*** Records for the exercise

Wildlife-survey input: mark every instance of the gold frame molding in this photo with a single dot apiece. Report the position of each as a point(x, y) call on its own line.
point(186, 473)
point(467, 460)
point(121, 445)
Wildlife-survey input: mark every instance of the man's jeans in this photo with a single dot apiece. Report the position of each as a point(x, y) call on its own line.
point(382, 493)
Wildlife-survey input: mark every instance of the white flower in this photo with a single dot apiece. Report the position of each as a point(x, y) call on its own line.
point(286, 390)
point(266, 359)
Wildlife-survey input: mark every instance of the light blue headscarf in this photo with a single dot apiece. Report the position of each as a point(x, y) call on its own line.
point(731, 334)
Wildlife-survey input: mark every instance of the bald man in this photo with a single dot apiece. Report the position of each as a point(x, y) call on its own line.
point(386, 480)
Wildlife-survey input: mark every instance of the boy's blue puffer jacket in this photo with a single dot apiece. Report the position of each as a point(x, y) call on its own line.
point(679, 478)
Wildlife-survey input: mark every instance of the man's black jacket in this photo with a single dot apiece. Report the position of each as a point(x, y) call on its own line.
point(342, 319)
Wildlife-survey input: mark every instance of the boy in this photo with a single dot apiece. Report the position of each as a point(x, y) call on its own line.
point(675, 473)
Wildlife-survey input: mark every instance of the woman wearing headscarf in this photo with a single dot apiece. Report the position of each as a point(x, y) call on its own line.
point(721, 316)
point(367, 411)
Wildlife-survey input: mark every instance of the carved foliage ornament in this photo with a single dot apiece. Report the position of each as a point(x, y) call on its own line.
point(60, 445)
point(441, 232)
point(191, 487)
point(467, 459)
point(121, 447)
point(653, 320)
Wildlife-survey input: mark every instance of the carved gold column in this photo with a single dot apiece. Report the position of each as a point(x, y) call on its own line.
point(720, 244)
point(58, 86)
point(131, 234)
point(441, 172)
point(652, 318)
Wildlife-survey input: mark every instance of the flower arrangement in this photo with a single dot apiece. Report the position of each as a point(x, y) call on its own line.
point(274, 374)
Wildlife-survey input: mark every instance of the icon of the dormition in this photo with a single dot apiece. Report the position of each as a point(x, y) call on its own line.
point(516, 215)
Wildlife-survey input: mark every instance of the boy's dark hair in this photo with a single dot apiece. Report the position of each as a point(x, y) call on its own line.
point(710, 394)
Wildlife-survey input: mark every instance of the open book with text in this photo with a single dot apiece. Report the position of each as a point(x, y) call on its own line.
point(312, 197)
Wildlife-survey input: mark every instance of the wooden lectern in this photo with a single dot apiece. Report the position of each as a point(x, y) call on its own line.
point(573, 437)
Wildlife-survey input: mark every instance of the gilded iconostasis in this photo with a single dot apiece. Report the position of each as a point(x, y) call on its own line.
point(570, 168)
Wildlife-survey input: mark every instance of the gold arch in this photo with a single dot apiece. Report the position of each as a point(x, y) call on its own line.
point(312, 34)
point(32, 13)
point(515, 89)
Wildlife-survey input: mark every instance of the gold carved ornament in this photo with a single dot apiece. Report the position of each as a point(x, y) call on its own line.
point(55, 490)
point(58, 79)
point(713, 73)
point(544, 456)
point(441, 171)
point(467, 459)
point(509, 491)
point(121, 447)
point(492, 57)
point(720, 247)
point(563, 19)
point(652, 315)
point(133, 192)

******

__What is expected__.
Rewrite every line of the entries above as a JSON list of strings, one string per line, leaving out any blank lines.

__Finished exercise__.
[
  "Wildlife-survey input: mark every instance of the gold frame molding in this photo with a single dot apiece. Report the position of each as a point(x, y) call on its own line.",
  "point(186, 473)",
  "point(467, 460)",
  "point(121, 445)",
  "Wildlife-survey input: mark every instance of the man's jeans in this photo with a single dot apiece. Report the position of each as a point(x, y) call on its own line.",
  "point(382, 493)",
  "Wildlife-survey input: mark every instance of the white flower in this photo with a single dot apiece. Report the position of each as a point(x, y) call on its own line.",
  "point(286, 390)",
  "point(266, 359)",
  "Wildlife-survey input: mark every instance of the light blue headscarf in this photo with a single dot apiece. Report the position of each as a point(x, y) call on its own line.",
  "point(731, 334)",
  "Wildlife-survey input: mark every instance of the bald man in this photo with a single dot apiece. Report the position of each as a point(x, y) call on its own line.",
  "point(386, 480)",
  "Wildlife-survey input: mark every instance of the boy's blue puffer jacket in this photo with a single dot apiece. Report the position of each as a point(x, y) call on its own line.",
  "point(679, 478)",
  "Wildlife-survey input: mark every instance of the man's black jacket in this photo with a single dot apiece. Report the position of each as a point(x, y) call on its own line.",
  "point(342, 319)",
  "Wildlife-survey input: mark every instance of the boy in this photo with a single dot apiece. Report the position of each as a point(x, y) call on its own line.",
  "point(675, 473)",
  "Wildlife-survey input: mark every instance of the woman wearing headscarf in this photo with a single dot apiece. Report the position of each as a point(x, y) call on its own line.",
  "point(721, 316)",
  "point(367, 411)",
  "Wildlife-survey input: mark every instance of the carved foliage ornament in this photo with a single dot apiece. Report the position of each as a point(x, y) call on its own line.",
  "point(60, 445)",
  "point(441, 232)",
  "point(191, 487)",
  "point(467, 459)",
  "point(121, 447)",
  "point(653, 320)",
  "Wildlife-survey input: mark every instance of the carved gold column in this photo with a single dot apiece. Report the position of each as a point(x, y) call on its own line.",
  "point(720, 244)",
  "point(58, 86)",
  "point(131, 234)",
  "point(441, 172)",
  "point(652, 318)",
  "Wildlife-survey input: mark every instance of the flower arrangement in this photo with a single dot apiece. Report the position of each as a point(x, y) call on its own line.",
  "point(274, 374)",
  "Wildlife-survey input: mark every instance of the icon of the dormition in this photo with a single dot apiece. Report the position of each as a point(x, y) call on its own line.",
  "point(516, 215)",
  "Wildlife-survey input: mark every instance of the boy's dark hair in this photo with a single dot apiece. Report the position of each as a point(x, y) call on its own line.",
  "point(710, 394)",
  "Wildlife-survey input: mark every instance of the open book with text in this photo with a single dot apiece. Report the position of each as a point(x, y) call on its own line.",
  "point(312, 197)",
  "Wildlife-survey input: mark every instance of the wooden lectern in this photo with a single dot apiece. Report the position of each as a point(x, y) call on its own line.",
  "point(573, 437)",
  "Wildlife-survey input: mark every instance of the gilded iconostasis in this photo with a single dot apiece. Report the position of each as a point(x, y) call on its own line.",
  "point(570, 168)",
  "Wildlife-survey input: mark every instance of the gold arch in this photo with a single dot apiece. Report the position of each as a point(x, y) call on its own line.",
  "point(312, 34)",
  "point(32, 13)",
  "point(515, 89)",
  "Wildlife-survey input: mark every instance of the gold carved ornament in this photo with a single dot apiece. Report the position of each as a point(x, y) call on its own line.",
  "point(55, 490)",
  "point(58, 79)",
  "point(713, 73)",
  "point(544, 456)",
  "point(441, 171)",
  "point(467, 459)",
  "point(509, 491)",
  "point(121, 447)",
  "point(492, 57)",
  "point(720, 247)",
  "point(563, 19)",
  "point(652, 315)",
  "point(133, 192)"
]